* [SOURCE EXCERPT]:

Read the full Provost report on how UW faculty are enhancing teaching with technology.

Tracey Haynie: Keeping students on track with “electronic nudges” through their mobile devices

Tracey Haynie
“Many students said they found the reminders about due dates to be extremely helpful, and the other thing they specifically mentioned loving were the motivational texts. It gave them a little boost to study harder, or go find a study group to meet with.”

Tracey Haynie
Lecturer, Interdisciplinary Arts and Sciences, UW Tacom

Ms. Haynie, a statistics lecturer in the Interdisciplinary Arts and Sciences department at UW Tacoma, is teaching the first online math classes at the Tacoma campus, with one section of pre-calculus, and another of section of introductory statistics. She notes, “As most people would agree, math is a tricky subject, and we knew it would be a challenge.”

Keeping students on track: She has been piloting a tool called Persistence Plus, which gives students electronic ‘nudges’ via their mobile device — about due dates, upcoming quizzes and exams, and motivational text messages. She says, “The initial set up was not too difficult.”

Student reactions: “I have only heard positive feedback from students. Many students said they found the reminders about due dates to be extremely helpful, and the other thing they specifically mentioned loving were the motivational texts. It gave them a little boost to study harder, or go find a study group to meet with.”

Access: “With a growing number of military personnel and older students returning to earn a degree, we felt it was critical to offer them a variety of options to fit their schedules and lifestyles.”

Advice: “Just try it! It doesn’t have to be permanent, and if you try it and decide your students don’t benefit from it, then you can scratch it.”

Links: Educause Review online article about the pilot, “Analytics, Nudges, and Learner Persistence”, by Tracey Haynie, Jill Frankfort, Kenneth Salim, and Colleen Carmean

Learn More

Read the full Provost report on how UW faculty are enhancing teaching with technology.

Nita McKinley: Increasing student participation by going online

Nita McKinley
“I find it difficult to have any meaningful discussion in a large class; frequently, just a few students participate and the majority are silent. By adding an online component where students worked in small groups, I believe more students were much more engaged in the discussion.”

Nita McKinley
Associate Professor, Interdisciplinary Arts and Sciences, UW Tacoma

Dr. McKinley, an associate professor of Psychology in the Interdisciplinary Arts and Sciences department at UW Tacoma, was a 2012 Tech Fellow and taught “Lifespan Development” (TPSYCH 220) as a hybrid course in 2012. She says: “For me, this was an intermediate step toward learning to do it online” and as of winter quarter 2013, she is teaching the course completely online. She adds that she plans to convert her class “Body Image and the Psychology of Appearance” (TPSYCH 405) to a hybrid course next year.

Benefits for students: “I find it difficult to have any meaningful discussion in a large class; frequently, just a few students participate and the majority are silent. By adding an online component where students worked in small groups (five to six people) to discuss a topic, come up with a position, and write a group position paper together, I believe more students were much more engaged in the discussion.”

Student learning: “My impression was that more students were engaged in discussion. I also thought the papers produced were equivalent or better in quality to papers I get in other classes.”

* [GIVEN MATERIAL]:

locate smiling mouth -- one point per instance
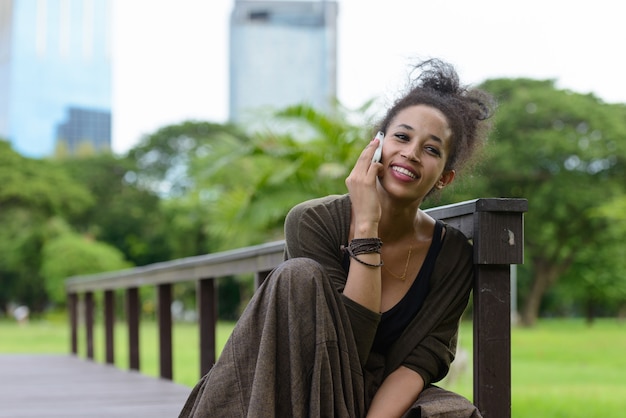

* [YOUR TASKS]:
A – In the faculty profiles excerpt, why did Nita McKinley add an online component to her large class? Answer in one to three sentences.
B – Extract the passage from the faculty profiles excerpt starting with "Dr. McKinley, an" and going on through "course next year.".

* [RESULTS FOR EACH TASK]:
A – She found it hard to hold a meaningful discussion in a large class, because often only a few students took part while most stayed silent. She believed that having students work online in small groups of five to six people got many more of them engaged in the discussion.

B –
Dr. McKinley, an associate professor of Psychology in the Interdisciplinary Arts and Sciences department at UW Tacoma, was a 2012 Tech Fellow and taught “Lifespan Development” (TPSYCH 220) as a hybrid course in 2012. She says: “For me, this was an intermediate step toward learning to do it online” and as of winter quarter 2013, she is teaching the course completely online. She adds that she plans to convert her class “Body Image and the Psychology of Appearance” (TPSYCH 405) to a hybrid course next year.